• Goal: Gather every line of the data below that contains the word "bush", copying each such line in full.

BEGIN Task input

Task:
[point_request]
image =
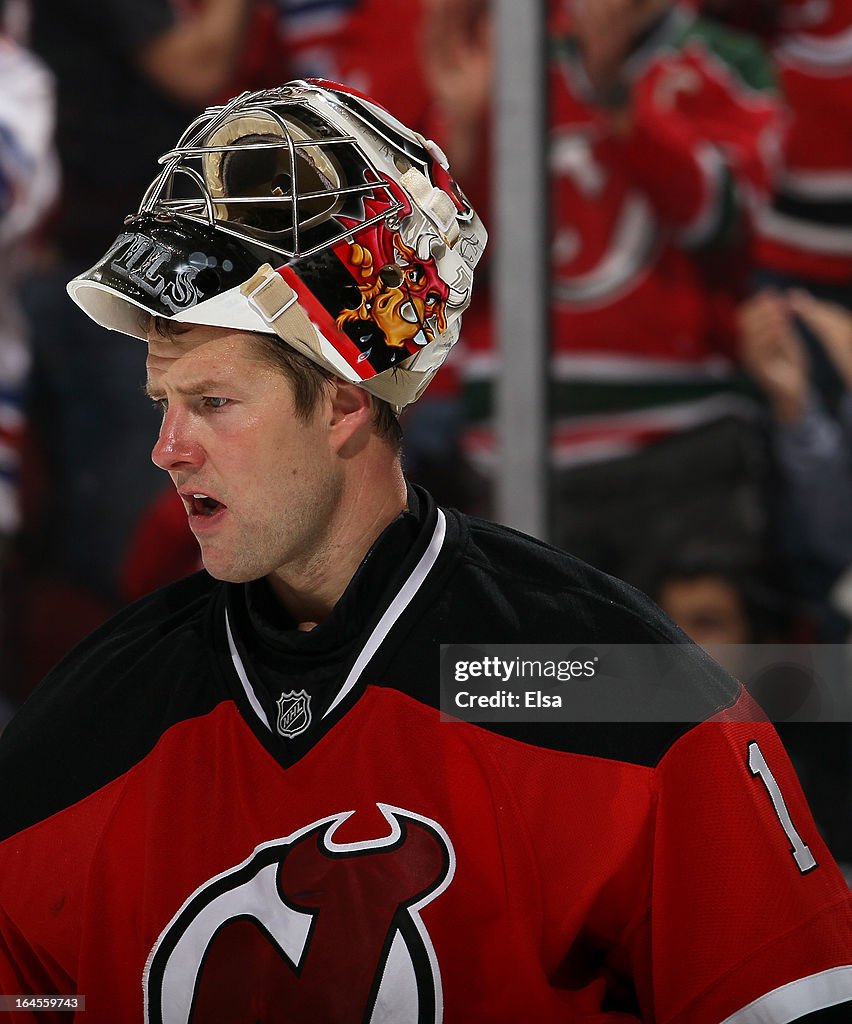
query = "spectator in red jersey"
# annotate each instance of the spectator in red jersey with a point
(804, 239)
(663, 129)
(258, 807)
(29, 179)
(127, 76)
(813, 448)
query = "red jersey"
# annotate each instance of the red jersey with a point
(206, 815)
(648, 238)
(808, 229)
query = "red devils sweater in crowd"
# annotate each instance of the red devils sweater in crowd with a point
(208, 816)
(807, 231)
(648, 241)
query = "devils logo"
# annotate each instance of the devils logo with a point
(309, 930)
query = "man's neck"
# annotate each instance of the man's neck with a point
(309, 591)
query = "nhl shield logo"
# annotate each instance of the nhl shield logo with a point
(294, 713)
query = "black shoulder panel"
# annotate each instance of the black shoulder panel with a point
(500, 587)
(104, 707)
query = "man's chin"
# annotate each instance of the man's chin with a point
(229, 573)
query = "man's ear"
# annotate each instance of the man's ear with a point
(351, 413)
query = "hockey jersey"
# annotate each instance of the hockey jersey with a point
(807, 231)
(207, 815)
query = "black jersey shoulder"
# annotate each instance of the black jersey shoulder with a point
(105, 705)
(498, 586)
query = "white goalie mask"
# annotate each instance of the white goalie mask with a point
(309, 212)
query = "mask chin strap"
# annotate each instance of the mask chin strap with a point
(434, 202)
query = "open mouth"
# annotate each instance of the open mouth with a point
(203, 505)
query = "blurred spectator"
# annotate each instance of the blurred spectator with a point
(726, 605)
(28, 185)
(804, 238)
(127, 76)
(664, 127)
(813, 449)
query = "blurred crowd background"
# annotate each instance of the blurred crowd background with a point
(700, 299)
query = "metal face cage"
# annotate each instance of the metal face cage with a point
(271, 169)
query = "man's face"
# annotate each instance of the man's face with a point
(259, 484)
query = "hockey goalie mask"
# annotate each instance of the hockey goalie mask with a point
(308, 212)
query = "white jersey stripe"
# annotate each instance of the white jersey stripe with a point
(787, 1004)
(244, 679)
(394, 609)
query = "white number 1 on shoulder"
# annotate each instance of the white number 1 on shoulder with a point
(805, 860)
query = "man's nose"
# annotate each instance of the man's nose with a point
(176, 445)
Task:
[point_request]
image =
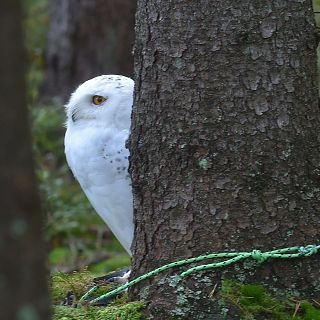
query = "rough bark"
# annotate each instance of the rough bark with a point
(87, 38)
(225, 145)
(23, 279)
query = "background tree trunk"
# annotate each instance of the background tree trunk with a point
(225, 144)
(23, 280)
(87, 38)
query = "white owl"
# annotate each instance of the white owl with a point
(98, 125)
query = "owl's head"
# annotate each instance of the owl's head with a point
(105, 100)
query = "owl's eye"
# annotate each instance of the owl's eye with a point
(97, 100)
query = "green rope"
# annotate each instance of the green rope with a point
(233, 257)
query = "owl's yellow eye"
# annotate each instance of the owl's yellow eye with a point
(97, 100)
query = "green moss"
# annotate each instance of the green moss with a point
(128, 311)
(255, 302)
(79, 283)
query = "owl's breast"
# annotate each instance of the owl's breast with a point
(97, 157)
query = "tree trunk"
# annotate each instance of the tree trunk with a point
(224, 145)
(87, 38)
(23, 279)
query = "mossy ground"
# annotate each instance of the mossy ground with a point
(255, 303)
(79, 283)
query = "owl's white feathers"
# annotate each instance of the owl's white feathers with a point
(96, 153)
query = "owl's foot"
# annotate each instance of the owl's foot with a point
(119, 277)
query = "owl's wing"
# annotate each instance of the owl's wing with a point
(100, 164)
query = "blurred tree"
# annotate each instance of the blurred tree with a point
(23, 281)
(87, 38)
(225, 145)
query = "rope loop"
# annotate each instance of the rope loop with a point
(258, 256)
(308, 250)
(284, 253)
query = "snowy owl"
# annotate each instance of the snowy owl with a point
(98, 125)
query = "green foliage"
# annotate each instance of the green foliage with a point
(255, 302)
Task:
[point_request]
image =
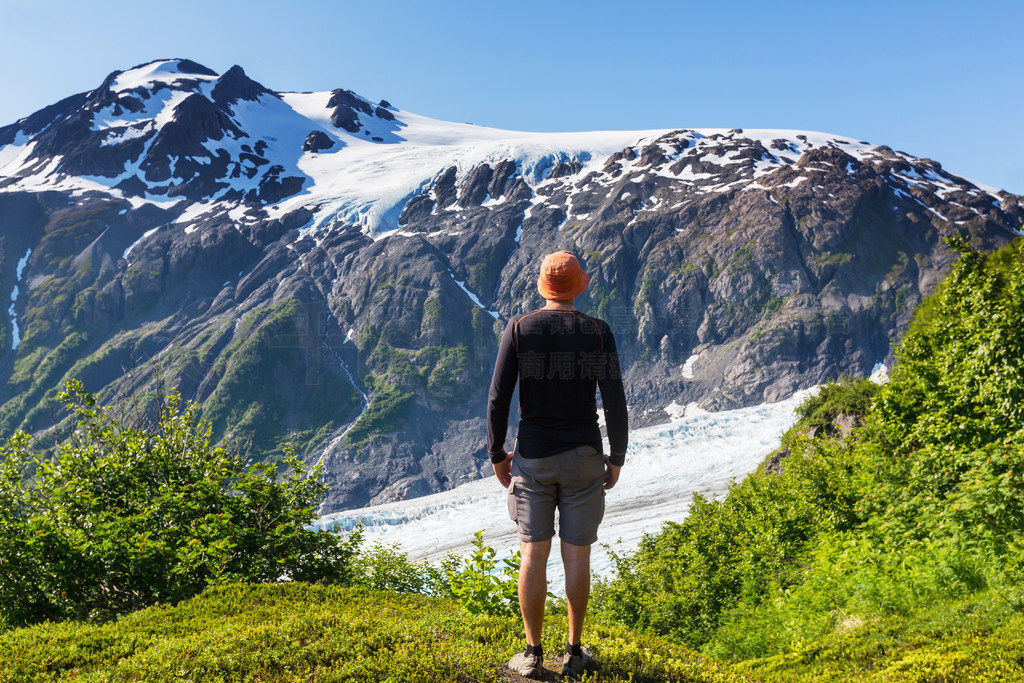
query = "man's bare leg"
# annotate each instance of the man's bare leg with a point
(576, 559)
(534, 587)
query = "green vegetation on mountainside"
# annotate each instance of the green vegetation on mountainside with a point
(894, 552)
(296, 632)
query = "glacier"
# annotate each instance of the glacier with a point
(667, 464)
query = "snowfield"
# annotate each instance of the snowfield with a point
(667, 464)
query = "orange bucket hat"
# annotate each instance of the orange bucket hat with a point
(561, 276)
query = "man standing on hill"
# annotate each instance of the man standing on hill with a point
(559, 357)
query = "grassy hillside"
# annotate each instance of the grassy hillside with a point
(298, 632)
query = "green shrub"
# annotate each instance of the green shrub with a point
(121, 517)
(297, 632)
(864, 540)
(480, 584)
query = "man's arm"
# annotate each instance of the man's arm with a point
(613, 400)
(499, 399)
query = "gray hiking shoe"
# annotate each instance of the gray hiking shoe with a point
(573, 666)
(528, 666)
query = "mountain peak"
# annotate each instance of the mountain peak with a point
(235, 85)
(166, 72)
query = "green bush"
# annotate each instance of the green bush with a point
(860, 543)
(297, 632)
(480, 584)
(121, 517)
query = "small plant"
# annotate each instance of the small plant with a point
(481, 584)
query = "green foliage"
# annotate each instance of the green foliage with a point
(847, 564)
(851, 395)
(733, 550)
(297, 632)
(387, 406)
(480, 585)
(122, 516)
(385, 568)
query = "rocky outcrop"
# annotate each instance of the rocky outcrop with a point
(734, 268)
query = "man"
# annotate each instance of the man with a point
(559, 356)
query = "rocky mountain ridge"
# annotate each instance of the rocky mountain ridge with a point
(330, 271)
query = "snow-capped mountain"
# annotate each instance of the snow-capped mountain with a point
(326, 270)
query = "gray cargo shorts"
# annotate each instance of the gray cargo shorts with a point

END Task input
BEGIN Task input

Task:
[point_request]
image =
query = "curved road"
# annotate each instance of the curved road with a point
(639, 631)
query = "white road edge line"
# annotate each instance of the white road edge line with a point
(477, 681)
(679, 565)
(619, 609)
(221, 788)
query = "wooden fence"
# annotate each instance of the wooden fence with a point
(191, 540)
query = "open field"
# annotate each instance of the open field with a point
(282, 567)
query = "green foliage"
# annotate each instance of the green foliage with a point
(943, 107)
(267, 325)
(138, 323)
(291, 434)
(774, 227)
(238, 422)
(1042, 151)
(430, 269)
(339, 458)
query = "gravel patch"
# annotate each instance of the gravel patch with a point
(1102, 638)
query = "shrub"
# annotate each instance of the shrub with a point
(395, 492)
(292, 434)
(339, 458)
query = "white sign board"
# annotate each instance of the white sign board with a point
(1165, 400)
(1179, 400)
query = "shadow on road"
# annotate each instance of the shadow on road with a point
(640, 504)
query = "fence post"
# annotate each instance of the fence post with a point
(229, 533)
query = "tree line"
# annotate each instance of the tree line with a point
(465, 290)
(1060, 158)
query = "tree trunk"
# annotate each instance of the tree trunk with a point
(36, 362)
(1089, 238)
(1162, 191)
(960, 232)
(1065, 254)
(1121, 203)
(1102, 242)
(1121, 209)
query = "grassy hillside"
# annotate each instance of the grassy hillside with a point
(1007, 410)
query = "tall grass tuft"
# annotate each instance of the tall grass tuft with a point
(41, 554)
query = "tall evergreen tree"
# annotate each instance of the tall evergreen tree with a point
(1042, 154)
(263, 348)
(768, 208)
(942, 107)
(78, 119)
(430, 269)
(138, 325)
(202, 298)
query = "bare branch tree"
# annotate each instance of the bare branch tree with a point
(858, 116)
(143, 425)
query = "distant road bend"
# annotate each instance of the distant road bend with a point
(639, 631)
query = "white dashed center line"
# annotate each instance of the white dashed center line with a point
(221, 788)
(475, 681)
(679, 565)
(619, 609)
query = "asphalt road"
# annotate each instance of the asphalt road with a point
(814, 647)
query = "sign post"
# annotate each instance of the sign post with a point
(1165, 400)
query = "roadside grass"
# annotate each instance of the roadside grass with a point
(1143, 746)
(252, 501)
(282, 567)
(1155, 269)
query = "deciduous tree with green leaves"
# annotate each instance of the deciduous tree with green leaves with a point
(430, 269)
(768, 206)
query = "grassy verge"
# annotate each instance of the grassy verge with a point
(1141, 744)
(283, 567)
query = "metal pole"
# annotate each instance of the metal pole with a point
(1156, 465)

END Task input

• Written response:
query = "green bush"
# annotate each instance of the green bush with a point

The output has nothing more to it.